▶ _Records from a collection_
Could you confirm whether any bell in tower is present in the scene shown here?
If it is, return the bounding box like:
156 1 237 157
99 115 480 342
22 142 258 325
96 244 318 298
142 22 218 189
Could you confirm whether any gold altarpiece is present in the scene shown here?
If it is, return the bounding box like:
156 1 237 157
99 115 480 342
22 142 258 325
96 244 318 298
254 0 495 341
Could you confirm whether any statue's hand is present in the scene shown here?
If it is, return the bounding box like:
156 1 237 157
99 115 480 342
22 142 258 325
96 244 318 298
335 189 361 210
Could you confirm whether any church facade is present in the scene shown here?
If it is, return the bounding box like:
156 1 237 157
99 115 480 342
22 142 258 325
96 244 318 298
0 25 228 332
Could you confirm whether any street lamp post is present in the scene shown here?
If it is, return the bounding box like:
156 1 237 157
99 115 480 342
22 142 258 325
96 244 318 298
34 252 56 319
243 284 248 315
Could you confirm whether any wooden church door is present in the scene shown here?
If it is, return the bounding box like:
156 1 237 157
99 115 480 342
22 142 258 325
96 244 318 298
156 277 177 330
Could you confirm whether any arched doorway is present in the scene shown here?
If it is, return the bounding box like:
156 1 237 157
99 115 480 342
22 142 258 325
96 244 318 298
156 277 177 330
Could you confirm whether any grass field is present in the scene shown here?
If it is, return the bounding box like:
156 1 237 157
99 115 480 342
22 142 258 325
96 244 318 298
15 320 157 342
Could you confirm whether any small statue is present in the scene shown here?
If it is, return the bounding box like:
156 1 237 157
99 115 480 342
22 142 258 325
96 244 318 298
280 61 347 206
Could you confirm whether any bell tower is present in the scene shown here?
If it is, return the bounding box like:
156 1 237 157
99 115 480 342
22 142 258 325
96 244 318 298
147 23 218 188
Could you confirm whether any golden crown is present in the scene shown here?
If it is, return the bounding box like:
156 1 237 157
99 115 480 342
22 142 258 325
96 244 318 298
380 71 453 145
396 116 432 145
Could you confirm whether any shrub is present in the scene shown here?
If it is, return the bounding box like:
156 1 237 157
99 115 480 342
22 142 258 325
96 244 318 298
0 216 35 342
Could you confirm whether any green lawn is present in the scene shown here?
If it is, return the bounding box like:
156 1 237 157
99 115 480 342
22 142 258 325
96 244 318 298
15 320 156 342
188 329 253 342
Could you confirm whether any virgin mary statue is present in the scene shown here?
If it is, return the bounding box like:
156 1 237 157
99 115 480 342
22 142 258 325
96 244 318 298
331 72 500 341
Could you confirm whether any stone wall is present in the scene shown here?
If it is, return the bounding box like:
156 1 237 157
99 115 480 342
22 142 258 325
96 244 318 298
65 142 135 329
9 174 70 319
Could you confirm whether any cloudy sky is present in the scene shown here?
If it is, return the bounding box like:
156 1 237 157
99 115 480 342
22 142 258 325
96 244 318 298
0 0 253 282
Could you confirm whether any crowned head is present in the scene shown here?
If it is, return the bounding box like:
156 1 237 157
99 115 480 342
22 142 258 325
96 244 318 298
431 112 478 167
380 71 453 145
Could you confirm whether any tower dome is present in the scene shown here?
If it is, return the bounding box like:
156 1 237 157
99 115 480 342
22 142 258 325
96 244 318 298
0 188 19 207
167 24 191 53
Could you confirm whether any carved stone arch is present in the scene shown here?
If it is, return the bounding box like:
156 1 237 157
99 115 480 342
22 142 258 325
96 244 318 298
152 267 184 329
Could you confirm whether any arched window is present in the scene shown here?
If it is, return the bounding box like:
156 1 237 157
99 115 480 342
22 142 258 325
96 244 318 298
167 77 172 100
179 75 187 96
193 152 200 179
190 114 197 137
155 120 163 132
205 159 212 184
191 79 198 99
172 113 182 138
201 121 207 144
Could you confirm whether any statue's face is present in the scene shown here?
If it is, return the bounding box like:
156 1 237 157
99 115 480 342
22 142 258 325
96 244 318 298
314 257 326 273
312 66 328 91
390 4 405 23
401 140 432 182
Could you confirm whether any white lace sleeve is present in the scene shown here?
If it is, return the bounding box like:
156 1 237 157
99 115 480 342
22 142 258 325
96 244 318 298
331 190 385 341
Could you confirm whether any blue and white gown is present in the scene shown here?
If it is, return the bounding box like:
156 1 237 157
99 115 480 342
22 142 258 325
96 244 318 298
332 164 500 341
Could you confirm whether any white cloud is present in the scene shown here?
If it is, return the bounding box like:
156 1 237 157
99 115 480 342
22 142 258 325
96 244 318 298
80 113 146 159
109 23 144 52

▶ _The task_
Extract every line of the records above and reproduce each one without any change.

▶ _Response to the task_
Could you confirm whether any bell in tower is present in the scene shown here?
If it is, return the bounding box like:
156 1 237 157
99 115 480 342
22 142 258 325
96 244 318 298
142 22 218 189
Could you confirm whether any gold altarpiece is present in the scene shown here?
If it is, return the bounding box like:
156 1 237 157
99 115 480 342
22 142 258 325
96 244 318 298
254 0 495 341
Could you confirm whether any statue's hand is present in the scene shown here?
If it is, return the bounding box like:
156 1 237 157
99 115 480 342
22 142 258 325
96 244 318 298
335 189 361 210
Could you confirm whether any church facade is present in the scene shown here?
If it is, return the bounding box like:
156 1 237 157
99 115 480 342
22 142 258 325
96 244 318 298
0 25 228 332
Could you confirm whether any street lamp post is present in the scene shown here?
If it is, return the bounding box like:
156 1 237 157
99 115 480 342
22 142 258 325
96 244 318 298
34 252 56 319
243 284 248 315
Could you confirm whether any wooden church door is present in the scene shown here?
If it is, return the bounding box like:
156 1 237 157
99 115 480 342
22 142 258 325
96 244 318 298
156 277 177 330
Could you confirm whether any arched doorway is present in the scene shown here?
If it is, return the bounding box like:
156 1 237 157
99 115 480 342
22 142 258 325
96 244 318 298
156 277 177 330
Could you confirm whether any grass field is present in the scene shown here?
If it is, return the bounding box like:
156 1 237 157
99 115 480 342
22 142 258 325
96 244 318 298
15 320 157 342
Could you confirm whether any small statue is present in the scene shown here?
If it is, return the bounding box like:
156 1 237 157
99 115 480 342
22 142 258 325
96 244 318 298
280 61 347 206
Could you confirm whether any bell tower is present in the scene shown here?
If it is, return the bounding box like:
156 1 237 157
99 115 480 342
22 142 258 325
96 244 318 298
147 23 218 188
Could you confirm whether any golden crown is present in the scene shown here?
If it is, return the bounding box like:
156 1 237 157
99 115 480 342
22 142 258 325
96 244 318 298
380 71 453 145
396 116 432 145
Could you confirm whether any shrub is present in the scene shown here?
If it is, return the bounding box like:
156 1 237 157
99 115 480 342
22 142 258 325
96 244 318 298
0 216 35 342
Could you confirm whether any green lawn is present in the scene shown here?
If it is, return the bounding box like:
156 1 237 157
99 115 480 342
22 142 258 325
96 244 318 298
15 320 156 342
188 329 253 342
Could you confirm whether any virgin mary statue is present in the scene shown here?
If it is, return the bounding box like:
156 1 237 157
99 115 480 342
22 142 258 325
96 244 318 298
331 72 500 341
Could you confirm whether any stone wall is present in the scene shown here?
If it is, return the bounding box like:
156 1 237 157
99 115 480 342
22 142 258 325
96 244 318 298
65 142 135 329
9 174 70 319
Could you confirm whether any cloudy sky is present in the scene shown here?
If it is, return the bounding box like:
156 1 237 157
99 115 480 342
22 142 258 325
96 244 318 298
0 0 253 282
Could you confirm whether any crowned head is present in the scene shown here?
If it is, return the bounding box like:
156 1 237 157
99 115 480 342
22 142 258 325
96 244 318 298
431 112 478 167
380 71 453 145
Could you confirm whether any tower dome is present in the scene shown here?
If it is, return the bounding box like:
156 1 237 157
99 115 480 342
22 142 258 325
96 244 318 298
0 188 19 207
167 24 191 53
Could you confirm whether any carved stone arch is present in the scene shown here?
If it is, return the bounding box like:
156 1 237 157
99 115 480 342
22 142 258 325
96 244 318 298
152 267 184 329
Could you confirm whether any arched window is present in the scene shown here?
If it is, return the bounding box like:
156 1 237 157
99 115 480 342
22 142 258 325
96 244 318 298
167 77 172 100
179 75 187 96
193 152 200 179
190 114 197 137
155 120 163 132
205 159 212 184
191 79 198 99
172 113 182 138
201 121 207 144
Could you confirm whether any statue's face is present in the scene shown here?
If it is, return the bounding box like:
156 1 237 157
99 115 480 342
22 142 258 325
96 244 318 298
314 257 326 273
312 66 328 91
390 4 405 23
401 140 432 182
Could you confirm whether any white lace sleeve is present in the scene shown here?
If it is, return the bounding box like:
156 1 237 157
99 115 480 342
22 142 258 325
96 244 318 298
331 190 385 341
Could you confirm whether any blue and white gown is present in the scene shown here?
If it is, return the bounding box like:
156 1 237 157
99 115 480 342
22 142 258 325
96 244 318 298
332 164 500 341
Could you confirm whether any white cloud is present in the scene shown here?
If it is, return the bounding box like:
156 1 237 157
99 115 480 342
22 142 258 325
96 244 318 298
80 113 146 159
109 23 144 52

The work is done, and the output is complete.